Dataset entries:
________________________________________
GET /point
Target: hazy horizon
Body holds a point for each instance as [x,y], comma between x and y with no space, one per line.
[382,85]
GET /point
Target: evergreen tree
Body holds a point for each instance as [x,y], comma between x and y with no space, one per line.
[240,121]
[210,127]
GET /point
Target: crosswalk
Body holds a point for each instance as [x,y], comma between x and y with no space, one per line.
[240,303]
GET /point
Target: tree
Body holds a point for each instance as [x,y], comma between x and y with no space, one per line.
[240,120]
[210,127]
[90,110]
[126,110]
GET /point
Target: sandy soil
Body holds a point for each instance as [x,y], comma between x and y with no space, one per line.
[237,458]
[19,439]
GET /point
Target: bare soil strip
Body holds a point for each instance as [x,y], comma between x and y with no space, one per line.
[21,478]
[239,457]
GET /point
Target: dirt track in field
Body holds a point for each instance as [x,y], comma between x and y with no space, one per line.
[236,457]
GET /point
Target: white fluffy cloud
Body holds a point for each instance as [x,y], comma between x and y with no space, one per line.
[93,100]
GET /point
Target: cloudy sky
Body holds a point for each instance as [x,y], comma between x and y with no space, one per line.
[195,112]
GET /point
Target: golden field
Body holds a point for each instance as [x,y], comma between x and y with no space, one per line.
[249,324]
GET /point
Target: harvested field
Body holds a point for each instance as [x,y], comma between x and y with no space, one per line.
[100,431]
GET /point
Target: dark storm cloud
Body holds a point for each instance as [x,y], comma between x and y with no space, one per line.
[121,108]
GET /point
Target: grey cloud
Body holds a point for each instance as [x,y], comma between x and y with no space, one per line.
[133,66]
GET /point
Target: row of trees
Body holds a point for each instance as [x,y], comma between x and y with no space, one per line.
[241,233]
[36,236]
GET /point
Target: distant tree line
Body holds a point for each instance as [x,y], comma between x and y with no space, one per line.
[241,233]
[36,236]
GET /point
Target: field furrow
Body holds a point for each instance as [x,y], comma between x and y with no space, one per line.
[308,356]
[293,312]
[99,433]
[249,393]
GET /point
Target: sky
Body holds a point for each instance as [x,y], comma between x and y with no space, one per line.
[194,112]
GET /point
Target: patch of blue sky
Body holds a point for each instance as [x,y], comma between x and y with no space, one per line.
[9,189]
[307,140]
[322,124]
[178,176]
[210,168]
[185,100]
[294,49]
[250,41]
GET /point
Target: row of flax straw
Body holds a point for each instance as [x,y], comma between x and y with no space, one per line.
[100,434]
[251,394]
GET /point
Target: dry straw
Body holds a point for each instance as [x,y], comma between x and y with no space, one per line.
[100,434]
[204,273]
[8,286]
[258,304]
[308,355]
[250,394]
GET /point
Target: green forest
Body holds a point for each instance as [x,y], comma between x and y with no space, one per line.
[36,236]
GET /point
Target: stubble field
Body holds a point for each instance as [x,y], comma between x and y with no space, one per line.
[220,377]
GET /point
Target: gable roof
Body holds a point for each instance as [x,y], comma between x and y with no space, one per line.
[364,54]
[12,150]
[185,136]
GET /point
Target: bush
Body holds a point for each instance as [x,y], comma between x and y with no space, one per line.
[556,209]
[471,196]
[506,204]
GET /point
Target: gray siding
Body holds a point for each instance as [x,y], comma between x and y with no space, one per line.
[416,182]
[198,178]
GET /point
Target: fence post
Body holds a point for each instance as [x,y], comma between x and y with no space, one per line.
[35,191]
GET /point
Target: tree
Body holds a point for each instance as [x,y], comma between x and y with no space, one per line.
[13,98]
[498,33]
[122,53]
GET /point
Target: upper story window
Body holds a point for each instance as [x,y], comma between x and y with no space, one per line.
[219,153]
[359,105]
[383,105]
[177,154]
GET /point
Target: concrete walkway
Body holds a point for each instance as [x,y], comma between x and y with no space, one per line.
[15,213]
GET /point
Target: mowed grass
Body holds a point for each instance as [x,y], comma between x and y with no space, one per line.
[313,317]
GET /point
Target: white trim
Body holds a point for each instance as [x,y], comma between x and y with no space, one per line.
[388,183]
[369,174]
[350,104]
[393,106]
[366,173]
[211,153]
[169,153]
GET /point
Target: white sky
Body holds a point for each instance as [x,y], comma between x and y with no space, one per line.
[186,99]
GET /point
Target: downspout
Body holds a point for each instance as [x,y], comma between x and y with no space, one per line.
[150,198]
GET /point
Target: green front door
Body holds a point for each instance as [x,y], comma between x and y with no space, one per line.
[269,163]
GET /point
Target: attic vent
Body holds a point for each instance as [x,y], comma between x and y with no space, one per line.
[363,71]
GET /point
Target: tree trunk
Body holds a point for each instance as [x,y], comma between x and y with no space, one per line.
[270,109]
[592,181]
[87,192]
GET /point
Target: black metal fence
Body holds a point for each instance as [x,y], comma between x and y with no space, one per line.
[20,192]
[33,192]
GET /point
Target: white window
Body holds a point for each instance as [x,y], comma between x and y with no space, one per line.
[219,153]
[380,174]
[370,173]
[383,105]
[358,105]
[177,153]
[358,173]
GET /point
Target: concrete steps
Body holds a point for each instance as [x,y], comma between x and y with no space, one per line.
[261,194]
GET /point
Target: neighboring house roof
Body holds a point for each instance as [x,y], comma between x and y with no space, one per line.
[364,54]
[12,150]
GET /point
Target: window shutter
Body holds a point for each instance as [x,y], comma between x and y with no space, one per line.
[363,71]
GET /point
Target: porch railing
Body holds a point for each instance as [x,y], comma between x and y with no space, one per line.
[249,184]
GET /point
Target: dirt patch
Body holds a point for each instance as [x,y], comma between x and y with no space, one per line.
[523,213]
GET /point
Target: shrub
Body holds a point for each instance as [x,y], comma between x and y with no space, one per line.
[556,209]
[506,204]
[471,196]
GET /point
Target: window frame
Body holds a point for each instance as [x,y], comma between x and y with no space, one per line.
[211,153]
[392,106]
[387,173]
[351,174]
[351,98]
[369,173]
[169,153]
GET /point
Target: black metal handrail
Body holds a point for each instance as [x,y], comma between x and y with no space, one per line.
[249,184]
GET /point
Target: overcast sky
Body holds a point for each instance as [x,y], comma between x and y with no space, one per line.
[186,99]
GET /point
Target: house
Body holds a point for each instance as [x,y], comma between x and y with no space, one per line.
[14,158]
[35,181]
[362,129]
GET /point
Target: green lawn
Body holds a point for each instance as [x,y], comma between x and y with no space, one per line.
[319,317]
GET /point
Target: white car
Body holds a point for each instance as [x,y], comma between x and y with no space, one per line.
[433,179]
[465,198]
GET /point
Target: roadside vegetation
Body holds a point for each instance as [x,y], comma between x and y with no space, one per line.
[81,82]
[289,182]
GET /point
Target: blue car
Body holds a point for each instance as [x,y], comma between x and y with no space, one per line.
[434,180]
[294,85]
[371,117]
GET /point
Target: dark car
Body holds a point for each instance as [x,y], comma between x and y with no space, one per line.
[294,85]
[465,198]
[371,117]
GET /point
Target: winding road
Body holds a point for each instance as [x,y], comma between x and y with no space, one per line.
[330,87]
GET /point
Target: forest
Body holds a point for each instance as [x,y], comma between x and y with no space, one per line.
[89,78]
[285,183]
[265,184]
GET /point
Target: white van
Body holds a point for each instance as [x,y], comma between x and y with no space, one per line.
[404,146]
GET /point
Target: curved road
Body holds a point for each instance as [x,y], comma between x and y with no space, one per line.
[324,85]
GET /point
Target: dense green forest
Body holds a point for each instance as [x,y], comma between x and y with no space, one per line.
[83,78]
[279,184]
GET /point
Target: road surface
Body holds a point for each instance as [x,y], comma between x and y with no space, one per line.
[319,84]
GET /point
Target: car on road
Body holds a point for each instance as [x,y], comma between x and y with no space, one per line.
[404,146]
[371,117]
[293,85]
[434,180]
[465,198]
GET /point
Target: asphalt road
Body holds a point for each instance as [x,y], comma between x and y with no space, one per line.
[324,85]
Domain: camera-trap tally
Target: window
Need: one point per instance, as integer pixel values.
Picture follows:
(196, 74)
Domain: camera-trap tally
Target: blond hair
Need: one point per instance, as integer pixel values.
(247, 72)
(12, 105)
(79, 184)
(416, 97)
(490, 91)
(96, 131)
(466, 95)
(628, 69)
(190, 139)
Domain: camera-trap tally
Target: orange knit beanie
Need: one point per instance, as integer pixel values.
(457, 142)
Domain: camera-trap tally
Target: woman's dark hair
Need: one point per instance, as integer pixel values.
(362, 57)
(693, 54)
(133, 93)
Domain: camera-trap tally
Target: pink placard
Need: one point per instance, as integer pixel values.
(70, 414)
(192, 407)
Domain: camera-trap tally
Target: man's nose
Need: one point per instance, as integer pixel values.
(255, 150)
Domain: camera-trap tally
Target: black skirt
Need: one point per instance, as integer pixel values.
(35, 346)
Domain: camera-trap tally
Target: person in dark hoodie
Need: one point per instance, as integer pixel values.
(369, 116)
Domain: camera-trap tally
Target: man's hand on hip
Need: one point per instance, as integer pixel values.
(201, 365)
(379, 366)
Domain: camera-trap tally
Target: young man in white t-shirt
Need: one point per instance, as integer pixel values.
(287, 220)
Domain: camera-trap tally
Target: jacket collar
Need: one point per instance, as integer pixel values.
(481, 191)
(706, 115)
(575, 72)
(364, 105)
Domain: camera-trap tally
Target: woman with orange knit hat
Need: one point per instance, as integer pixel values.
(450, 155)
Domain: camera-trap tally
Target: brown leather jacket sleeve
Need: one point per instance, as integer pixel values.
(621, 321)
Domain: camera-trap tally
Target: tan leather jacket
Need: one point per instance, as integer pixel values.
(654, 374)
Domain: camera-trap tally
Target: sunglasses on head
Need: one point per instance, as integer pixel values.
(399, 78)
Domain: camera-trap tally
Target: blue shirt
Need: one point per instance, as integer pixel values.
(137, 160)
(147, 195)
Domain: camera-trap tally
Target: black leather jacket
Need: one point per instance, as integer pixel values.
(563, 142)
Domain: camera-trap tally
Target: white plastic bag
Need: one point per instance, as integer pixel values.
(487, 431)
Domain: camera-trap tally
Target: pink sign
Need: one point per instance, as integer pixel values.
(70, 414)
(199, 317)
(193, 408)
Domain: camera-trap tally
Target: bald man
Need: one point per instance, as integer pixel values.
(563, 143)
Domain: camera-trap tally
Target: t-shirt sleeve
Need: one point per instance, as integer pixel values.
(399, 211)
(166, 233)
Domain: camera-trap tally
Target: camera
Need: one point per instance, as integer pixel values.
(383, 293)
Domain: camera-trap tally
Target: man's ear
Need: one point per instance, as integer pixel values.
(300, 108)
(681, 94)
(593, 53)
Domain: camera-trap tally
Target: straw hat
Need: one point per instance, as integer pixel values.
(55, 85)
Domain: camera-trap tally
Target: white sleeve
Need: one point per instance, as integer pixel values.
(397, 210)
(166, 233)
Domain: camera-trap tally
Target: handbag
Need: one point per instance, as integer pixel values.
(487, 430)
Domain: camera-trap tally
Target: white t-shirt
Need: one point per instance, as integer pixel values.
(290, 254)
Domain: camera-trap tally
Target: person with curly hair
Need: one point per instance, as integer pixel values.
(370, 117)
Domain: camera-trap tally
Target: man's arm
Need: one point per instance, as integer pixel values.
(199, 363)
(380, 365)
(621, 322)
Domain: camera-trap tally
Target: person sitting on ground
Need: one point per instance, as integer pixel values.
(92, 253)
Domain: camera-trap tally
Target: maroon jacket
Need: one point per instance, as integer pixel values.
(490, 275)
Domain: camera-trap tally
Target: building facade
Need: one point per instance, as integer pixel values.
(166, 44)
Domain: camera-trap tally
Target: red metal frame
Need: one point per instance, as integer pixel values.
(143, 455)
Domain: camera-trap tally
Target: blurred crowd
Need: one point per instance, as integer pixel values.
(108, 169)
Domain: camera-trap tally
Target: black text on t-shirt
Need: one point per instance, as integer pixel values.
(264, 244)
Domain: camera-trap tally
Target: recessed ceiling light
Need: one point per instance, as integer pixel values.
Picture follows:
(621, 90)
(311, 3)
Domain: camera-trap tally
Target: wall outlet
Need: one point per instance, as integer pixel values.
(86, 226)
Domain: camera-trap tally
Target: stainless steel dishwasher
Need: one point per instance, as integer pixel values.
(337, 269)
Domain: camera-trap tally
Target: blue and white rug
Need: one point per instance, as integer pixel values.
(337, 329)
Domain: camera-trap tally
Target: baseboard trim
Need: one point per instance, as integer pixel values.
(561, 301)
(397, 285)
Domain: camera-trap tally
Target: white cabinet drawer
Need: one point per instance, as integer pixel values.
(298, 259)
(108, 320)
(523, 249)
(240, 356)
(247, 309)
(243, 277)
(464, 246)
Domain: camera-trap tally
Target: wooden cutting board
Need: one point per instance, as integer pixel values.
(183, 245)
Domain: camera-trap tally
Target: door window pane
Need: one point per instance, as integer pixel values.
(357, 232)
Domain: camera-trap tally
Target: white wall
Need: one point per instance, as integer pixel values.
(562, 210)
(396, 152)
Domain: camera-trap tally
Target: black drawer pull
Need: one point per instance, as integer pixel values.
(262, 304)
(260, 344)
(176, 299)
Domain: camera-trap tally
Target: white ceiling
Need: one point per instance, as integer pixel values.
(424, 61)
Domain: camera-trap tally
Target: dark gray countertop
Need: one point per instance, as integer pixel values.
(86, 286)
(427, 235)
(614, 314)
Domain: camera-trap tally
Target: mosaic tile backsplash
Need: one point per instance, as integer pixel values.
________________________________________
### TASK PROMPT
Copy out each line of the data where the string "gray" appears.

### EXERCISE SOLUTION
Target: gray siding
Target: dark gray countertop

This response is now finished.